Elenco dei compiti:
- 1) Copia fedelmente la parte del brano su The Waste Land che si apre con le parole contenenti "Nella poesia ci" e si chiude con "vivere il futuro.".
- 2) Secondo il brano su The Waste Land, quante allusioni a opere di altri autori contiene la poesia?
- 3) Scrivi il seguito del brano su The Waste Land, riprendendo dopo l'ultima frase riportata.

Brano di testo:
CONTINUAZIONE
<<The Waste Land è una collezione di frammenti. Innanzitutto è divisa in cinque parti, ognuna di essa composta da frammenti più piccoli, e non solo scaturiti dalla penna di Eliot: sono immagini, evocazioni, citazioni, intere sezioni tratte da altri scrittori.
Nella poesia ci sono più di sessanta diverse allusioni a opere di oltre quaranta diversi autori (tra cui Shakespeare, Dante, Ovidio, Baudelaire, solo per citarne alcuni) in diverse lingue (latino, francese, tedesco, italiano, sanscrito, etc..). Passato, presente, moderno, antico, occidentale, orientale sono uniti mirabilmente dall’artificio della citazione. Per comprendere meglio questo concetto prenderò in esame il primo dei tanti frammenti dell’opera: l’epigrafe. Questa è una citazione tratta dal Satyricon di Petronio, autore latino del I secolo a.C. ".La Sibilla Cumana è una figura profetica della religione greco‐romana dotata di vita eterna ma non di eterna giovinezza, e qui ci accoglie già molto invecchiata all’ingresso della Terra Desolata in un’immagine cupa: ella chiede di morire, piuttosto che vedere o vivere il futuro.
The Waste Land è tutto basato su una giustapposizione di scenari del passato a scenari del presente per sottolineare la vuotezza di questi ultimi.

Dati registrati:
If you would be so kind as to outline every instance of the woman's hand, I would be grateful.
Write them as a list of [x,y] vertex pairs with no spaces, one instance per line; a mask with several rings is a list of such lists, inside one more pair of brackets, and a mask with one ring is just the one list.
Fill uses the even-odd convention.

Risposte per compito:
- 1)
Nella poesia ci sono più di sessanta diverse allusioni a opere di oltre quaranta diversi autori (tra cui Shakespeare, Dante, Ovidio, Baudelaire, solo per citarne alcuni) in diverse lingue (latino, francese, tedesco, italiano, sanscrito, etc..). Passato, presente, moderno, antico, occidentale, orientale sono uniti mirabilmente dall’artificio della citazione. Per comprendere meglio questo concetto prenderò in esame il primo dei tanti frammenti dell’opera: l’epigrafe. Questa è una citazione tratta dal Satyricon di Petronio, autore latino del I secolo a.C. ".La Sibilla Cumana è una figura profetica della religione greco‐romana dotata di vita eterna ma non di eterna giovinezza, e qui ci accoglie già molto invecchiata all’ingresso della Terra Desolata in un’immagine cupa: ella chiede di morire, piuttosto che vedere o vivere il futuro.

- 2) Più di sessanta allusioni a opere di oltre quaranta diversi autori.

- 3)
Ora consideriamo i primi versi della prima sezione, la sepoltura dei morti: Aprile è il mese più crudele, genera Lillà dalla terra morta, mescola ricordo e desiderio, smuove le radici sopite con pioggia primaverile. L’inverno ci tenne caldi, coprendo La terra di neve immemore, nutrendo una vita esigua con tuberi secchi. (I. La sepoltura dei morti, vv. 1-7) Qui si allude ad un aprile che, contrariamente a quanto stabilito dalla tradizione, non è foriero di fioriture primaverili, bensì di crudeltà. La primavera è crudele perché richiama le coscienze sopite nella sepoltura dell’inverno alla consapevolezza e alla sofferenza.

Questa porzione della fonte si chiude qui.